Quand j’ai ouvert les yeux, j’ai vu la lumière qui éblouissait tout le port. Je ne les avais fermé qu’une seconde, pour revoir l’image des gens aimés, juste un instant, se concentrer sur cette image, qui a du mal à venir parfois, quand on est loin, loin des siens. Cette image floue au départ, qui se précise petit à petit, parce que l’on se concentre sur un détail, la bouche, les yeux, un grain de beauté sur une joue, la commissure des lèvres. Mais la lumière en s’ouvrant sur mes yeux, est venue tout effacer. La marée montante emportait ton visage et je ne savais plus dans quelle ville j’étais. Le nord venait se cogner contre le sud, des centaines de visages remplaçaient tes yeux si clairs. J’ai senti la chaleur sur ma peau, j’ai regardé mes mains calleuses, usées par le travail, mes ongles noirs, salis par la graisse. J’ai senti cette main serrer la mienne. Les langues qui se répandaient dans mes oreilles. J’ai dit Shanghai, j’ai dit Marseille, j’ai dit l’Islande, j’ai dit Hambourg, j’ai dit Stockholm. Mais on m’a répondu Brest. Mais on m’a répondu, la mer t’a recraché comme Jonas du ventre de la baleine, elle t’a dit, la mer, rentre, rentre chez toi, retourne d’où tu viens. Il n’y a de place pour toi qu’ici. Je n’avais pourtant fermé mes yeux qu’une seule seconde, et je n’ai rien vu venir, sinon la lumière, sinon la lumière... Quand j’ai ouvert les yeux.
Estelle
Je griffonne des lignes sans fin sur mon cahier bleu, je pose des points d’interrogation pour finir le déroulement interminable des mots sous mes doigts. Les questions s’étalent sous ma peau, trouvent refuge derrière un verre de vin. Je marche dans l’appartement, je tourne en rond.
Mélina accompagne le bout du chemin de Ourania Bitska.
Anthony a quitté la ville.
Pablo piste la révolution et la lumière des néons qui s’écrasent sur le bitume du port.
Raphaël s’éffrondre devant le monument américain. Il a découvert un dernier jardin. Peut être ne bougera t il plus d’ici ?
Nous sommes le 8 avril 2006.
La nuit s’avance et c’est ouvrant ma fenêtre sur le port que la sirène d’un bateau vient me frapper en plein visage pour me rappeller que je suis vivante.
Estelle
J’suis pas à ma place
J’me sens bien
Ils sont beaux les deux, là-bas, elle, penchée, qui lui parle à l’oreille
Guitare électrique
Chanter la javanaise
Boire encore
Pourvu qu’il me prenne dans ses bras
Il est beau, en fait
J’lui demanderais bien son appareil pour faire un portrait de lui
Georgia...

####################

[Objectifs]:
[1] Répondez à ces questions sur le récit du port :
(a) Quelle date est indiquée ?
(b) Quel nom de ville est donné en réponse à « Shanghai », « Marseille », « l'Islande », « Hambourg » et « Stockholm » ?
(c) De quelle couleur est le cahier sur lequel des lignes sont griffonnées ?
[2] Rédigez la suite du récit du port, en reprenant après sa dernière ligne.
Les entrées n'entrent pas en jeu ici.

####################

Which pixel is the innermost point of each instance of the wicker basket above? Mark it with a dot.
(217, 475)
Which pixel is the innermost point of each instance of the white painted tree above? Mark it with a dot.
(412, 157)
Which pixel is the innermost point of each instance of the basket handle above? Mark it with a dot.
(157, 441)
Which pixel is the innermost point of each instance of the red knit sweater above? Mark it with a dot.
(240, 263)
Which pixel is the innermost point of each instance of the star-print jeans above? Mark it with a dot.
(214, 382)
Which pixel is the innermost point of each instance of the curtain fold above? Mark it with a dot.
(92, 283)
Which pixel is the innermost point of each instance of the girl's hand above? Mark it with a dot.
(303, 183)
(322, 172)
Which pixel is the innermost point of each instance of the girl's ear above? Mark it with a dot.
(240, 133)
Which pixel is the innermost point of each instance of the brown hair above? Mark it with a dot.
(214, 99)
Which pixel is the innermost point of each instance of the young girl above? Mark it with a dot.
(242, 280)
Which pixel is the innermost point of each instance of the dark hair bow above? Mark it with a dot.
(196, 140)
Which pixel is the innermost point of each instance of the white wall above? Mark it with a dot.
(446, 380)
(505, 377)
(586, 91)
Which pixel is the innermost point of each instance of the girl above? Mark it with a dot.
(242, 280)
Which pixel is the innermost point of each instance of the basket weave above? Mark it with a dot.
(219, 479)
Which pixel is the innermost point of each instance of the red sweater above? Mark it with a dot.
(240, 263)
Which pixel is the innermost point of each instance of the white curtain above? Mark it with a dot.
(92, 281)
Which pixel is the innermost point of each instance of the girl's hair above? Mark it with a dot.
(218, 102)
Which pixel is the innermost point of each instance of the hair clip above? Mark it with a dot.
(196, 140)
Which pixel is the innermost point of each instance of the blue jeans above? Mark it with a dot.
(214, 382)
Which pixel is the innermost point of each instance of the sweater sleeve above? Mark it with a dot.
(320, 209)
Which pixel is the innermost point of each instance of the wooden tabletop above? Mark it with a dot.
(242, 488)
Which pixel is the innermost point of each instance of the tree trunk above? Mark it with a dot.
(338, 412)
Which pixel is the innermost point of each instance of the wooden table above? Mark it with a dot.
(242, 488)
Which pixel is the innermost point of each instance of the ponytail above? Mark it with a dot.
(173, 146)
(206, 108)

####################

[Résultats attendus]:
[1]
(a) Le 8 avril 2006.
(b) Brest.
(c) Bleu.

[2]
La Roumanie roule ses r au comptoir
Vous me ferez une facture ?
Raphaël
Seulement songeur
Pascal Rault, nous a enchanté cette nuit avec ses chansons, entre amour et révolte, entre une bière et l’autre, avec les gens de la ville du haut, déscendu boire un coup, et les ouvrières et dockers de la ville en bas, sortis du boulot.
Cet extrait avec l’aimable authorisation de Pascal Rault, ce soir au café de la plage.
Pablo
On peut aller encore plus loin !
Notre passeur a trouvé un passeur pour chercher encore plus loin dans le ventre du port.
On peut descendre sous le quai, entre les pilotis, mais ils faut attendre la marée basse... Oui, le niveau zero entre le port et la mer est donc absolument relatif. On a pu voir dans le ventre : on voit la lumière verte, on comprend le vide sur le quel on marche...
Où vont tous ces rails sur le quai ?
On dirait qu’ils tournent en rond, qu’ils attendent quelque chose.
Pablo
Jamais comme aujourd’hui la radio n’a parlé de mon pays. Le dimanche des élections, l’Italie decide si elle veut grandir ou pas.
La promenade du dimanche en tous cas existe partout :
les enfants viennent jouer autour des giraffes sur le quai, les parents restent dans la bagnole à écouter la radio.
un pêcheur à attrapé un calamar, je lui demande si c’est une seiche ou un calamar, il me regarde bizarrement et me dit juste : "non, je suis polonais"
Je ne peux pas attendre de regarder sous le quai, je vais quand même, je veux absolument voir le dessous.
Pablo
ça y est ! On sombre...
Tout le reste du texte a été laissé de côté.